> Task objective
Whenever "hardwood" appears in a line of the entries below, that line counts; give the total only.

(Items from a dataset)
+++
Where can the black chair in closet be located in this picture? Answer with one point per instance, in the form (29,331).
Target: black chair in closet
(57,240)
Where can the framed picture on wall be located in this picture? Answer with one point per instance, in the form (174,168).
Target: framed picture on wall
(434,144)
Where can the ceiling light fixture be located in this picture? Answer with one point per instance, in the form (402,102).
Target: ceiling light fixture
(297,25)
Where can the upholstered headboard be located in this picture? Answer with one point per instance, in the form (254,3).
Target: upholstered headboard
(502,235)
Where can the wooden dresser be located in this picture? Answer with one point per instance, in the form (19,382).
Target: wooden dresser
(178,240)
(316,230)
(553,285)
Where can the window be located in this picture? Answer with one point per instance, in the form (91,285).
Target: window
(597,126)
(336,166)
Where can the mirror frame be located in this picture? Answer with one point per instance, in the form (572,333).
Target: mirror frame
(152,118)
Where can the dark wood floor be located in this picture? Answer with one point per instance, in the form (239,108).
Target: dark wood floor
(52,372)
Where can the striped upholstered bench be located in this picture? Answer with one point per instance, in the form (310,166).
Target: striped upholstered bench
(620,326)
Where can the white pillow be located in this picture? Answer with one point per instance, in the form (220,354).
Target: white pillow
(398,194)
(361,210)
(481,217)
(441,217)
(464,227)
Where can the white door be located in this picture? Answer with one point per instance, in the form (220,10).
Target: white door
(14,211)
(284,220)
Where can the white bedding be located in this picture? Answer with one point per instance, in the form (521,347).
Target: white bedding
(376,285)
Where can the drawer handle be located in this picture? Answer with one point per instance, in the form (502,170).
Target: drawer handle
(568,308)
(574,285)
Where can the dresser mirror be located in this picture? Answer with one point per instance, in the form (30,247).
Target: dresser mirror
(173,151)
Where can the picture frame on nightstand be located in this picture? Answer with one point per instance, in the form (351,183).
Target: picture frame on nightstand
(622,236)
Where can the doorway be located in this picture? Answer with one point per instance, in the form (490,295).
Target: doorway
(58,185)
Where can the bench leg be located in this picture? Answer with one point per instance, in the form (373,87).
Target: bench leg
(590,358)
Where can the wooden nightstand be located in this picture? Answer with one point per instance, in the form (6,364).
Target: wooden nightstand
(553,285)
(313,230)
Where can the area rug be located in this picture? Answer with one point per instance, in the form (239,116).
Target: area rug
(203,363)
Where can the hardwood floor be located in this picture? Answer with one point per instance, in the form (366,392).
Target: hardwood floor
+++
> Solution
2